**Activity list**
a - In the text on sales specialization, where do most Life Sciences and Analytical Instruments companies start?
b - Set down, word for word, the stretch of the text on sales specialization from "Research was presented" through "make bets on growth markets.".
c - Decide whether each statement agrees with the text on sales specialization, and support each decision with the deciding words from that text: (i) Alexander Group research found that companies think about specialization in four ways. (ii) Specialization comes at the cost of the reach of sales resources. (iii) Under customer specialization, companies create key account teams for their top customers.

**Source document**
******

Research was presented showing highest performing companies maintain focus on core markets while making bets on growth markets. Participants discussed strategies commonly used as they make bets on growth markets.

Types of Specialization

Alexander Group research revealed that companies think about specialization in three ways:

  1. Product Specialization – most Life Sciences and Analytical Instruments companies start here. They bring innovative, market-making technology to market and deploy scientific, technically oriented sales resources.
  2. Segment Specialization – as industry players win share in core markets they look to adjacencies to deliver the next wave of growth. They experience issues getting sellers to broaden their focus from core markets (i.e., Academia or Pharma) to these adjacencies (i.e., Environmental, Testing, Food and Beverage, and others). To gain focus, companies will commonly deploy overlays or separate organic quota carrying sales teams
  3. Customer Specialization – as companies grow their share in a segment they will often shift the breadth and depth of sales coverage to those customers that deliver the lion share of revenue or represent the greatest growth opportunities. They will create key account teams with specialization on the top customers and use scalable motions to cover long-tail or small accounts.

Specialization Advantages and Disadvantages

Specialization delivers depth of focus and expertise. The motion is most appropriate for early stage life cycle products, technically complex solutions, new markets or unpenetrated customer segments, and products or customers that would otherwise not receive focus from generalist teams or channel partners. The strategy allows sellers to focus and leverage their technical depth and areas of expertise.

Specialization comes at the cost of reach of sales resources and frequency of customer engagement. It also inhibits workflow or solution selling – and the implied cross-selling that comes along with this approach. As companies add lines of business multiple specialist teams can create customer confusion.

******

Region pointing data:

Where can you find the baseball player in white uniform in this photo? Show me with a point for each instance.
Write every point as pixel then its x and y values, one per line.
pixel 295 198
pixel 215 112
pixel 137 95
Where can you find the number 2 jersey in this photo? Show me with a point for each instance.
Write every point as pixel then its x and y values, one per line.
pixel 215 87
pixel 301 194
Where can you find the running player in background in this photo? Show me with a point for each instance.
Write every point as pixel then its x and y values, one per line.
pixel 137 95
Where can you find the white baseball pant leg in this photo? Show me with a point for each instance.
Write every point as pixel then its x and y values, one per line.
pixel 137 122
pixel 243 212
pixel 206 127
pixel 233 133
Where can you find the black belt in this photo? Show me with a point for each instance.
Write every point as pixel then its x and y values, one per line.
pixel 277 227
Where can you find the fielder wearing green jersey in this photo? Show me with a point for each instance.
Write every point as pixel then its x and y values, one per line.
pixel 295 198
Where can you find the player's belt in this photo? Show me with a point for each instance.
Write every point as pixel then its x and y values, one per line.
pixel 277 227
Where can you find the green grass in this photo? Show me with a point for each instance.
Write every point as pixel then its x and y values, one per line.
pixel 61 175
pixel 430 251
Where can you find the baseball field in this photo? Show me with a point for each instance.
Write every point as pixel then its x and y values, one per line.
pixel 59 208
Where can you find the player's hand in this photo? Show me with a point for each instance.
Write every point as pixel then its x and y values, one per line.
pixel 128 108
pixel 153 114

******

**Answers in order**
a - They start with product specialization.

b -
Research was presented showing highest performing companies maintain focus on core markets while making bets on growth markets. Participants discussed strategies commonly used as they make bets on growth markets.

c -
(i) No: "companies think about specialization in three ways"
(ii) Yes: "Specialization comes at the cost of reach of sales resources and frequency of customer engagement."
(iii) Yes: "They will create key account teams with specialization on the top customers"